Job ▸
Give every line back verbatim, dropping all images.
======== Data section
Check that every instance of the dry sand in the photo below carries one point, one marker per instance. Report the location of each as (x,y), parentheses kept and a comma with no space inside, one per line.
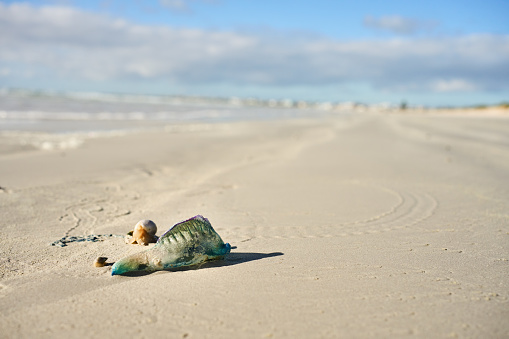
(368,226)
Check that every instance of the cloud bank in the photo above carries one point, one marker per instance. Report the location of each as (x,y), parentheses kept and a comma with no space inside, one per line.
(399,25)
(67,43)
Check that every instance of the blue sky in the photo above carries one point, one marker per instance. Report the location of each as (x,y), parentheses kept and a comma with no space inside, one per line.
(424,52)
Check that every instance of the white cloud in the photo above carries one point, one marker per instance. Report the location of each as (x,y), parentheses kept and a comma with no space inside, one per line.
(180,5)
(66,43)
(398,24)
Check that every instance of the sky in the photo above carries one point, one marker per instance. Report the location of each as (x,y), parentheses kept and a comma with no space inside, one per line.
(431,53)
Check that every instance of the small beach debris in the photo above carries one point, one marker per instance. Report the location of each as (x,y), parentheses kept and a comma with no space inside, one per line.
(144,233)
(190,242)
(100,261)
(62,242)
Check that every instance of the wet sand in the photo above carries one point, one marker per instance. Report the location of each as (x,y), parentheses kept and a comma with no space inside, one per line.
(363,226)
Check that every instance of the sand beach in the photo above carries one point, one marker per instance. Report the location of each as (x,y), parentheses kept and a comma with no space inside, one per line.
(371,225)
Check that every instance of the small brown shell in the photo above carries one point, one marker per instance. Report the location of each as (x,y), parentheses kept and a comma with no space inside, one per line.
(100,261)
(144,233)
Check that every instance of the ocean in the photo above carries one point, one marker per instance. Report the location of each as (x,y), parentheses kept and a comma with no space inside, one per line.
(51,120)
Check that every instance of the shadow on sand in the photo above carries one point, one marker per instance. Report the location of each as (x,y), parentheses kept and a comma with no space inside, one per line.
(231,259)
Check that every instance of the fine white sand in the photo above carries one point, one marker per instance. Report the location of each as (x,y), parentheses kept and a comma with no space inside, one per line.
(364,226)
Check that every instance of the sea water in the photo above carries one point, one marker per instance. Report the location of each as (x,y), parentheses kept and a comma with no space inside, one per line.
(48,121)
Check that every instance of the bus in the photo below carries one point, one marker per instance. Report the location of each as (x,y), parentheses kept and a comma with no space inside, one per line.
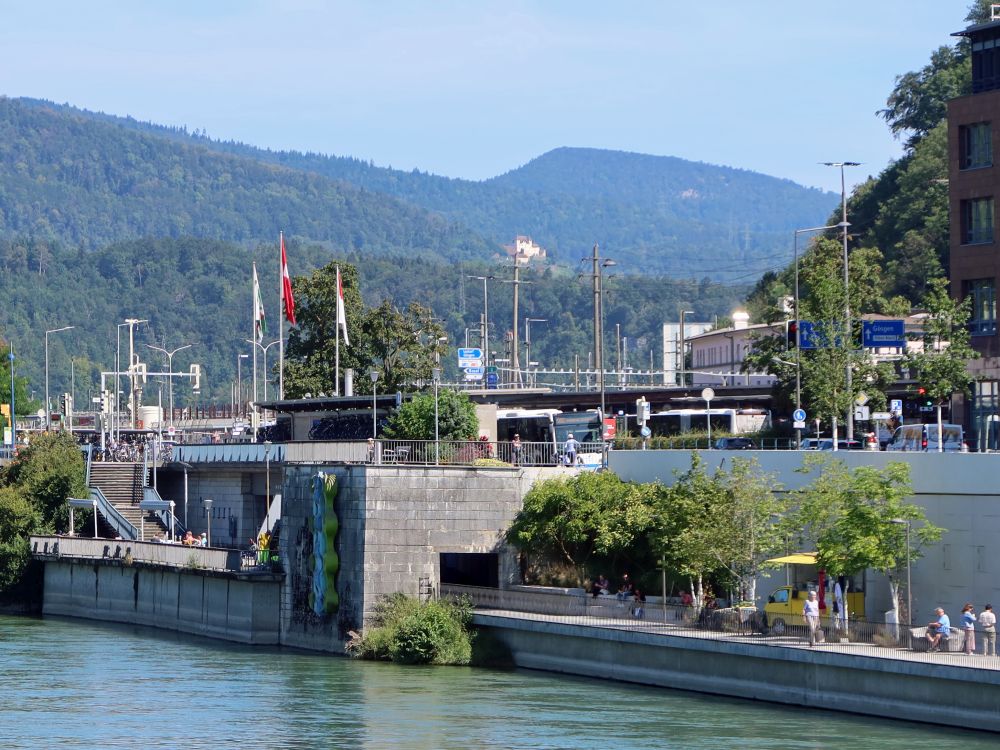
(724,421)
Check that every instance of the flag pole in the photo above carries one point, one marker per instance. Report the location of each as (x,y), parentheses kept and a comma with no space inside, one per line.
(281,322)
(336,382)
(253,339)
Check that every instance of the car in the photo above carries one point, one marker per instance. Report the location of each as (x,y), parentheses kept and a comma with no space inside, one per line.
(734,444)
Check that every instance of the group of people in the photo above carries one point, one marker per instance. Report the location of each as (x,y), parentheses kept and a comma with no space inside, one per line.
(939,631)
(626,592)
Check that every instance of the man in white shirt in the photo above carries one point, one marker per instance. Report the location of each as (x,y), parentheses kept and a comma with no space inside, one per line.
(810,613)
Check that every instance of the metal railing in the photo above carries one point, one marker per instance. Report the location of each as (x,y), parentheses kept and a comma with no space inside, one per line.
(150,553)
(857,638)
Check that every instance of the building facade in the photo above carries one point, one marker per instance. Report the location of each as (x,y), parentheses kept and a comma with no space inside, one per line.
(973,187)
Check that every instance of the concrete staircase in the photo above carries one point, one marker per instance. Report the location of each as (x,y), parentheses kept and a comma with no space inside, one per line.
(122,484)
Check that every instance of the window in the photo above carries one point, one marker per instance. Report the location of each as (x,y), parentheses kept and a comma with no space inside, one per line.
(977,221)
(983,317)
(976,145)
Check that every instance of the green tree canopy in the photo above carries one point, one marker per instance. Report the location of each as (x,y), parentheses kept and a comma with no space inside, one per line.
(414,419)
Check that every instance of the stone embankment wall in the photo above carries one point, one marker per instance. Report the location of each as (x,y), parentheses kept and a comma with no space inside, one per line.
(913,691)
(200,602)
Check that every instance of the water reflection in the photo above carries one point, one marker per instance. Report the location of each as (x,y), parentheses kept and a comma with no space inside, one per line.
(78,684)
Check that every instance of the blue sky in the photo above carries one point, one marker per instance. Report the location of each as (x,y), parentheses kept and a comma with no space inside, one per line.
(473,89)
================
Result below ▸
Check that every instance of the dry sand in the photo below carries one point, one marker per instance. Report the location of each as (x,y), parentheses kept and a comma with no space inside, one per line.
(368,226)
Check that every instance of the cloud bank in the photo above carries one point, one marker per instance. Report the location of each as (x,y), parentheses kept and a comma with no space inside, one per line.
(399,25)
(67,43)
Check that every instance of the blue sky in the photo above carries one point, one marker per instance. Report the location of each as (x,y), parentheses kept and a comma with no space inside, one per line.
(424,52)
Check that every instance of the white cloud in the photo above carries one point, one marker per instance. Report the location of each as (x,y), parentheses kept and a comma with no space inside, one per line.
(180,5)
(66,43)
(398,24)
Check that every instance of the sky in the photo above carries one point, one marker per instance. Report the location of each as (x,y), parentheses kept and a comma with no space inside, one per line.
(431,53)
Check that every instance of the small beach debris in the photo above carries one point, one marker per instance. Report the location of each as (x,y), parentheses kept and a comma with no space inside, one per line.
(144,233)
(190,242)
(100,261)
(62,242)
Check that every instance of the wet sand in the photo above carries one point, one marker per instance. Report the location of each as (x,y), parentheses kept and a comma with no space inside, one per line.
(363,226)
Check that every instance of the sand beach in the photo above carries one point, one marker per instance. Report the location of each as (x,y), parentheses kept and a comma with no space inside, one per line.
(371,225)
Check that every instance of the small brown shell in the photo above carries one point, one marker per instance. Report the location of each as (x,y), parentheses kept and a comma with no space inside, one per line.
(100,261)
(144,233)
Check that every instance of the ocean in the photo above carries one point, one marker per instance. Report the location of each as (x,y), parentheses kept and a comma with no space inside, one per line.
(51,120)
Check that every instance of the shadow on sand in the photo above carries one point, one marker per instance. Report the location of each as (x,y), parentheses kept and a comma with no space inside, one per line.
(231,259)
Check that every instance of the fine white sand in the photo above carries one point, one marker per instance. Report the location of each as (x,y), parentheses kept and a comma with no space inside, one per line.
(364,226)
Check that every instance of the sea water in the photo above carries one point, one marker per instance. Report the location of each as (x,y), parentheses kept and a comma with no space inside, one per line.
(48,121)
Check that every instance of the bus in the photo below carries one point, one marker per instance. Report the location of each as (x,y), parentheses kept and a comma with no space inside, one per line.
(724,421)
Check that every instance of the flag pole in the photo above carries one point, one marker per instance. Report the location of each as (x,y), parentheses kept and a comma with no space inside, one per line.
(281,322)
(336,382)
(253,339)
Check that every instance of the car in the photo above carries one point, one marker per instance. Report the location of each as (x,y), parentheses kept and a comma with no space inside, one per line.
(734,444)
Check that every instance of the group of people in the photo above carries one point, one marker per instance. Report the location of each as (x,y), parentheses kept and a comma with no space inside, one per line.
(939,631)
(626,592)
Check that every instance of the man in white shirt in the photo above carries one point, one marker per instance. Report the location of each as (x,y), parentheses kept and a comma with no space inside, one per line.
(810,613)
Check that every instance of the metal railing in the photo above carries one point, one marker per instance. Report the location of each as (x,y), parentheses kept and a comma with no space inside, one per line.
(150,553)
(857,638)
Check that every instance of the building facade in the photo above carries one point, one marker per instance. Report the location of each as (x,y), parentheses kept and a comma with no space inside, one per line.
(973,187)
Check that every instance of the concrete staircase in the photo above carries one point, one marker per instance. Report the location of each as (x,y), parentheses kept and a comma with no space inside, one per line.
(122,484)
Check that every instance of the window in the photo above carries one point, one marker per instance. Report the location of each as (x,y), parentheses kept and a comma with no space inside, one per line.
(977,221)
(983,317)
(976,145)
Check that every instance of the green tree canopy in the photo above carries one point, one marker per instance. Report the location of each as (x,y), parentheses kept and a comma with no space inside, one per line.
(414,419)
Check that every instance of the stone embankment wall in the photo above carries one point, one marker per instance. Report the location of each as (x,y), parentheses kept and a comma with no space inside, one per line.
(913,691)
(200,602)
Check that every instance of the water reflection in the photo above carries one point, one marker per instance. Report the location of each as (x,y), parentheses kept and a comma with no space inside, one per line.
(78,684)
Check that every instance of the blue sky in the photo above carries one point, one marker per instance. Report the location of each as (x,y), parentheses kept and a comma with no space inside, one per line.
(473,89)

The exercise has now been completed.